> [AIM OF THE EXERCISE]: Return the following listing in full, reproducing every line verbatim and in its original order from beginning to end.

> [EXERCISE MATERIAL]:
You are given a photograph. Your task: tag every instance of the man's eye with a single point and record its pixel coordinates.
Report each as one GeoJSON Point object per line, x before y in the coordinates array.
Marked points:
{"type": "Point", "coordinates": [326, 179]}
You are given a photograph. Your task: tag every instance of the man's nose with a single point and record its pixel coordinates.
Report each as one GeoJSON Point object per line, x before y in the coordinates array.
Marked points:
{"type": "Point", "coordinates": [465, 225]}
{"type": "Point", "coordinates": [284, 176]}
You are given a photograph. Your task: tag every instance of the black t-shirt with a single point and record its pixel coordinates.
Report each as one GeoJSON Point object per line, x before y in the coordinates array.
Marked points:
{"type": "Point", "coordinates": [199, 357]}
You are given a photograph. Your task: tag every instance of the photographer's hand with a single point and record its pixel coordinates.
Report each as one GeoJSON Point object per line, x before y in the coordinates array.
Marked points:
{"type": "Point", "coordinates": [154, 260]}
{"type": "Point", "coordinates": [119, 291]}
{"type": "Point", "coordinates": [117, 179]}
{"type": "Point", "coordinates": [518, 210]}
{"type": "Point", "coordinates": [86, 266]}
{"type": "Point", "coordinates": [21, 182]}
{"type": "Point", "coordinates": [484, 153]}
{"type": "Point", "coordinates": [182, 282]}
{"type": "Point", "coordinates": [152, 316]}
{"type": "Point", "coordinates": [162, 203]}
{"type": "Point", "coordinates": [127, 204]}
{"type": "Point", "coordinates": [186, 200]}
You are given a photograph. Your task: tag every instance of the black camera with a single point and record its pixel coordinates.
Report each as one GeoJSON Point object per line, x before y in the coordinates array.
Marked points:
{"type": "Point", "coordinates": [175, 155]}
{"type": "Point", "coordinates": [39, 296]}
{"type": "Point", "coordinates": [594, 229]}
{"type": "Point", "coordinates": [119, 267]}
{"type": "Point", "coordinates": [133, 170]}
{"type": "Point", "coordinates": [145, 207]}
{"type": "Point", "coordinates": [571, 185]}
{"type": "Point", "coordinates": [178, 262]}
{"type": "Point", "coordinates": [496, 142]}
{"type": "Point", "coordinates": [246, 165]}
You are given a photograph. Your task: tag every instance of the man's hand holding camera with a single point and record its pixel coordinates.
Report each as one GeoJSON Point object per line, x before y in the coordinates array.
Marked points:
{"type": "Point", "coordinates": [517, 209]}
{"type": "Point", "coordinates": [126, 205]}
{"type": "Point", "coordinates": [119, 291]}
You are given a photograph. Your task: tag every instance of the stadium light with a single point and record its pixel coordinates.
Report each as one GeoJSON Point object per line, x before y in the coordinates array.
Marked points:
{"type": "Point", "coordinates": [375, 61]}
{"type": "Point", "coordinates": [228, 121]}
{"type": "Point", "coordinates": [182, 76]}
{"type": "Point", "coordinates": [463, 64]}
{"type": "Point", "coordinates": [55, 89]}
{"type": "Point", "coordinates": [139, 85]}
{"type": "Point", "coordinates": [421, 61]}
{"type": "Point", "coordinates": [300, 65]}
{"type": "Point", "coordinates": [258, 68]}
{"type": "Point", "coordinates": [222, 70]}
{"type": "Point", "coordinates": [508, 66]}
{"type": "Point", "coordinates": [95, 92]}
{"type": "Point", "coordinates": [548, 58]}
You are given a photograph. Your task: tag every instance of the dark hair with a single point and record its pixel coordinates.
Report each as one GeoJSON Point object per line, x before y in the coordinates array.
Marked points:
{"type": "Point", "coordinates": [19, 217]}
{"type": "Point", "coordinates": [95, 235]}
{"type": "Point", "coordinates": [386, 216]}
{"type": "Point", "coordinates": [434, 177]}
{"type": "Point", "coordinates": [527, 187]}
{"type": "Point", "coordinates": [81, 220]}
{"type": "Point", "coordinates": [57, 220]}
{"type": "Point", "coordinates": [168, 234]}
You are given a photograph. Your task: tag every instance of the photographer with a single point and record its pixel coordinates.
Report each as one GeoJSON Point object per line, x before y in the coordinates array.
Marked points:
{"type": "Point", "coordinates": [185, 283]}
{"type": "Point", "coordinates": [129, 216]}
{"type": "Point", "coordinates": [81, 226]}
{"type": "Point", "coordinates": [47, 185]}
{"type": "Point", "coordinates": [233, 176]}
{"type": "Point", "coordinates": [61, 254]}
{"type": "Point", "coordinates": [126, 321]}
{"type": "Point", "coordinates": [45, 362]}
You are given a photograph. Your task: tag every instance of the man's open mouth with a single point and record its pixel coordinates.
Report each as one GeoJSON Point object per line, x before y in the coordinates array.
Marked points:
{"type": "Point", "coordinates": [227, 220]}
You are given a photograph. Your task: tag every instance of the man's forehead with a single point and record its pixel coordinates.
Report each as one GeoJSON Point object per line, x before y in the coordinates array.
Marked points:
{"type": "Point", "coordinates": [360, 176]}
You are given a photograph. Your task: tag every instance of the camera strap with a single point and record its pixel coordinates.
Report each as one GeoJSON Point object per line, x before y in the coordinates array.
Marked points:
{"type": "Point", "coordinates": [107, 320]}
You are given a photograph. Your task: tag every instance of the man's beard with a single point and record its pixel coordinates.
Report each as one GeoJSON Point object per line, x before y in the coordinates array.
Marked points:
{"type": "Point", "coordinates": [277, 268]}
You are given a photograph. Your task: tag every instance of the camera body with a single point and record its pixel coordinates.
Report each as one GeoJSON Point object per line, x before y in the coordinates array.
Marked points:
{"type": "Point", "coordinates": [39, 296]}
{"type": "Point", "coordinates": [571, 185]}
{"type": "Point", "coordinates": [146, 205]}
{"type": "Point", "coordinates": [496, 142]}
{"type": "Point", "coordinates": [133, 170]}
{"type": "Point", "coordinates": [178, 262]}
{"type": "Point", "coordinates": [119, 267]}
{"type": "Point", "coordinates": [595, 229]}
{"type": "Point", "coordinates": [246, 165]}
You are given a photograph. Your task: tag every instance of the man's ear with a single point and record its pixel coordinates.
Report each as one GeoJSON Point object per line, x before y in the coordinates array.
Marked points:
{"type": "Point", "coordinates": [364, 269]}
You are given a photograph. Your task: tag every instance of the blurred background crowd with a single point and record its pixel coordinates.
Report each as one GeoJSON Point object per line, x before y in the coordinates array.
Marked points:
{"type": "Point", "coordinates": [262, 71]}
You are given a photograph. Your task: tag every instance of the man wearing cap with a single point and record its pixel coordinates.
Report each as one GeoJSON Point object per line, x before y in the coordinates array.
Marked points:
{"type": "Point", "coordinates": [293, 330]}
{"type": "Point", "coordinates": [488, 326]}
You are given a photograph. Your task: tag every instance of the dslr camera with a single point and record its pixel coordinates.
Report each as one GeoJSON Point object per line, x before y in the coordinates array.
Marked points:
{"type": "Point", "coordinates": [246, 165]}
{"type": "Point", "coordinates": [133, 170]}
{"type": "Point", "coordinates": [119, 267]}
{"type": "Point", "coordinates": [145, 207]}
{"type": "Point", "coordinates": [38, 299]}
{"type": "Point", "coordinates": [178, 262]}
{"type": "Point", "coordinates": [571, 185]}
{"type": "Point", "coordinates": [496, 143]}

> [SOLUTION]:
You are given a photograph. Your task: tag every instance of the man's eye with a single point and record its pixel coordinates.
Report each as one GeoJSON Point object per line, x before y in the coordinates array.
Marked points:
{"type": "Point", "coordinates": [326, 179]}
You are given a photograph. Your task: tag every instance of the man's nose with a single point and record its pixel coordinates.
Report each as one GeoJSON Point object per line, x before y in the coordinates array.
Marked points:
{"type": "Point", "coordinates": [465, 225]}
{"type": "Point", "coordinates": [284, 176]}
You are given a photograph. Your task: tag every instance of the black t-shirt with a single point and record its pixel coordinates.
Report each as one GeoJSON Point object per line, x before y in the coordinates array.
Marked points:
{"type": "Point", "coordinates": [199, 357]}
You are given a photograph. Your task: tag every instance of the photographer's hand with a single point and record its pixel coordinates.
Report each as one GeoJSON Point object per line, x before y in the coordinates array.
Marked points:
{"type": "Point", "coordinates": [154, 260]}
{"type": "Point", "coordinates": [119, 291]}
{"type": "Point", "coordinates": [117, 179]}
{"type": "Point", "coordinates": [518, 210]}
{"type": "Point", "coordinates": [86, 266]}
{"type": "Point", "coordinates": [21, 182]}
{"type": "Point", "coordinates": [484, 153]}
{"type": "Point", "coordinates": [182, 282]}
{"type": "Point", "coordinates": [152, 316]}
{"type": "Point", "coordinates": [162, 203]}
{"type": "Point", "coordinates": [127, 204]}
{"type": "Point", "coordinates": [186, 200]}
You are given a photograph. Your task: tag every instance of the black camera with a single point and record its pixel coordinates.
Report each as one GeoJSON Point object per line, x before y in the coordinates array.
Marked points:
{"type": "Point", "coordinates": [175, 155]}
{"type": "Point", "coordinates": [39, 296]}
{"type": "Point", "coordinates": [594, 229]}
{"type": "Point", "coordinates": [119, 267]}
{"type": "Point", "coordinates": [133, 170]}
{"type": "Point", "coordinates": [145, 207]}
{"type": "Point", "coordinates": [571, 185]}
{"type": "Point", "coordinates": [178, 262]}
{"type": "Point", "coordinates": [496, 142]}
{"type": "Point", "coordinates": [246, 165]}
You are given a photograph. Your task: tag every instance of the man's hand holding camera with a single point and record its pixel coordinates.
Report each as one GeoJSON Point object per line, x before y in the coordinates array.
Marked points:
{"type": "Point", "coordinates": [517, 209]}
{"type": "Point", "coordinates": [126, 205]}
{"type": "Point", "coordinates": [119, 291]}
You are given a photograph. Your task: tag every instance of the stadium light with a single point and record its pixel coordinates.
Report each as one GeoJSON Point object per line, x before y in the coordinates array.
Marked points:
{"type": "Point", "coordinates": [375, 61]}
{"type": "Point", "coordinates": [228, 121]}
{"type": "Point", "coordinates": [182, 76]}
{"type": "Point", "coordinates": [463, 64]}
{"type": "Point", "coordinates": [55, 89]}
{"type": "Point", "coordinates": [139, 85]}
{"type": "Point", "coordinates": [421, 61]}
{"type": "Point", "coordinates": [300, 65]}
{"type": "Point", "coordinates": [258, 68]}
{"type": "Point", "coordinates": [222, 70]}
{"type": "Point", "coordinates": [508, 66]}
{"type": "Point", "coordinates": [95, 92]}
{"type": "Point", "coordinates": [548, 58]}
You are given a photograph. Your task: tag every instance of the dark hair with a single point and record its pixel coordinates.
Report each as one GeoJSON Point object per line, x before y in the coordinates array.
Marked points:
{"type": "Point", "coordinates": [19, 217]}
{"type": "Point", "coordinates": [95, 235]}
{"type": "Point", "coordinates": [386, 216]}
{"type": "Point", "coordinates": [434, 177]}
{"type": "Point", "coordinates": [527, 187]}
{"type": "Point", "coordinates": [81, 220]}
{"type": "Point", "coordinates": [57, 220]}
{"type": "Point", "coordinates": [168, 234]}
You are given a photograph. Your task: tag every instance of the photographer with a single point and record its pixel coordinates.
Report each as one GeoJSON Point object per line, x before y in the coordinates array.
Marked points:
{"type": "Point", "coordinates": [185, 283]}
{"type": "Point", "coordinates": [129, 216]}
{"type": "Point", "coordinates": [81, 226]}
{"type": "Point", "coordinates": [47, 185]}
{"type": "Point", "coordinates": [233, 176]}
{"type": "Point", "coordinates": [61, 254]}
{"type": "Point", "coordinates": [126, 321]}
{"type": "Point", "coordinates": [45, 362]}
You are given a photograph. Your task: tag every instance of the man's open mouth with a single point and record its pixel coordinates.
Report each as one GeoJSON Point object per line, x before y in the coordinates array.
Marked points:
{"type": "Point", "coordinates": [227, 220]}
You are given a photograph. Your task: tag every instance of the man's forehead with a single point and record its pixel coordinates.
Report each as one GeoJSON Point object per line, x before y in the coordinates array.
Marked points:
{"type": "Point", "coordinates": [360, 176]}
You are given a photograph. Your task: tag every instance of the camera strap with a single point and record its pixel coordinates.
Report each as one GeoJSON Point object per line, x before y in the coordinates array.
Marked points:
{"type": "Point", "coordinates": [107, 320]}
You are given a photograph. Your task: tag every instance of the man's beard with a single point and record its pixel coordinates.
Report each as one GeoJSON Point object per line, x before y in the coordinates array.
Marked points:
{"type": "Point", "coordinates": [277, 268]}
You are given a photograph. Your task: tag every instance of the camera body with a single point and record its pixel coordinates.
Report each as one GeoJSON Point object per line, x before y in the coordinates array.
Marked points:
{"type": "Point", "coordinates": [39, 296]}
{"type": "Point", "coordinates": [571, 185]}
{"type": "Point", "coordinates": [146, 205]}
{"type": "Point", "coordinates": [496, 142]}
{"type": "Point", "coordinates": [133, 170]}
{"type": "Point", "coordinates": [178, 262]}
{"type": "Point", "coordinates": [119, 267]}
{"type": "Point", "coordinates": [595, 229]}
{"type": "Point", "coordinates": [246, 165]}
You are given a photograph. Your task: tag every instance of the man's ear with a single point and record its pixel coordinates.
Report each as one GeoJSON Point object per line, x before y in the coordinates array.
Marked points:
{"type": "Point", "coordinates": [364, 269]}
You are given a photograph. Your task: tag every instance of the blurred background crowd with a single point and record its pixel coordinates.
Report each as one GeoJSON Point object per line, x before y in the coordinates array.
Marked points:
{"type": "Point", "coordinates": [262, 71]}
You are given a photograph. Your task: tag every instance of the man wearing cap with a single point and record its pixel coordinates.
Report each as one GeoJSON Point object per line, x before y in the coordinates array.
Marked points:
{"type": "Point", "coordinates": [293, 330]}
{"type": "Point", "coordinates": [488, 326]}
You are given a photograph. Your task: tag every instance of the dslr camera with a single point and record its pixel coordinates.
Report each as one GeoJSON Point object per line, x before y in the coordinates array.
Marked points:
{"type": "Point", "coordinates": [246, 165]}
{"type": "Point", "coordinates": [133, 170]}
{"type": "Point", "coordinates": [119, 267]}
{"type": "Point", "coordinates": [145, 207]}
{"type": "Point", "coordinates": [38, 299]}
{"type": "Point", "coordinates": [178, 262]}
{"type": "Point", "coordinates": [571, 185]}
{"type": "Point", "coordinates": [496, 143]}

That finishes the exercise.